-- Problem requirements --
A word-for-word repeat of all the data is the goal.

-- Data under study --

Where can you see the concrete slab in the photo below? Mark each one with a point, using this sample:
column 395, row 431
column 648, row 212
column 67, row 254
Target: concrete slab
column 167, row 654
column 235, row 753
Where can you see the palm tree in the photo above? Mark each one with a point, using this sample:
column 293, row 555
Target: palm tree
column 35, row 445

-- Answer to the problem --
Where can you see the concrete slab in the photo below? Mark each one with a point, using this sample:
column 395, row 431
column 648, row 212
column 67, row 254
Target: concrete slab
column 167, row 654
column 235, row 753
Where can you see the palm tree in the photo above? Mark each one with a point, using this sample:
column 293, row 555
Target: palm tree
column 35, row 445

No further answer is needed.